**Stored rows:**
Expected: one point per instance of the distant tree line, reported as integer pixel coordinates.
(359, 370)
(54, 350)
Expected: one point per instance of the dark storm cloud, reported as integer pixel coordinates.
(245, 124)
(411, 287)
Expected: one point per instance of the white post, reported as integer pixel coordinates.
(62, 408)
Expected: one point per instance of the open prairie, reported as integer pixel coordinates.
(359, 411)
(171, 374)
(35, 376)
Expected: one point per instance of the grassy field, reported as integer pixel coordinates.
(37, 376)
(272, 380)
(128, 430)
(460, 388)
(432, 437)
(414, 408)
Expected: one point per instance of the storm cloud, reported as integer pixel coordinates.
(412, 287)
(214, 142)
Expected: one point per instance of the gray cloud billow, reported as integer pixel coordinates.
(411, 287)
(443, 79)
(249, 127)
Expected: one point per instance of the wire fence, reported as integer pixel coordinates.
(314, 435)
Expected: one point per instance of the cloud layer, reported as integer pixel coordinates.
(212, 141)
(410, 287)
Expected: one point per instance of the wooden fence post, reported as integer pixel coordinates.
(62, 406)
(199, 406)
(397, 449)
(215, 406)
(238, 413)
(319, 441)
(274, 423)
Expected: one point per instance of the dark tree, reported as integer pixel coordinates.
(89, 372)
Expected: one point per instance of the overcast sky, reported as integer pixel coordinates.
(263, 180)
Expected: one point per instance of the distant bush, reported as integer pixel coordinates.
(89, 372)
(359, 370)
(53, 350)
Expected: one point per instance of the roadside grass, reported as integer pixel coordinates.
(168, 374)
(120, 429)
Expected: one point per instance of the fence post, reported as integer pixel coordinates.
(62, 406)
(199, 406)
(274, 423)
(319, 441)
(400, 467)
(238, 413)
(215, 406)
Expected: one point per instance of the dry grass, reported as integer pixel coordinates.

**The problem:** Output exactly the lines from the one containing "Expected: one point per instance of the overcast" through the last line of the entries, both ends included.

**Final result:**
Expected: one point per instance of the overcast sky, reported as integer pixel coordinates.
(263, 180)
Expected: one point per instance of the distant bush, reported as integer pixel coordinates.
(89, 372)
(359, 370)
(53, 350)
Expected: one point per instance of the roadside grass, reported as integer pixel coordinates.
(168, 374)
(120, 429)
Expected: one point per instance of the fence post, reported as integer pixel coordinates.
(62, 406)
(199, 406)
(274, 423)
(319, 441)
(400, 467)
(238, 413)
(215, 406)
Expected: one point per instance of the dry grass, reported as integer pixel coordinates.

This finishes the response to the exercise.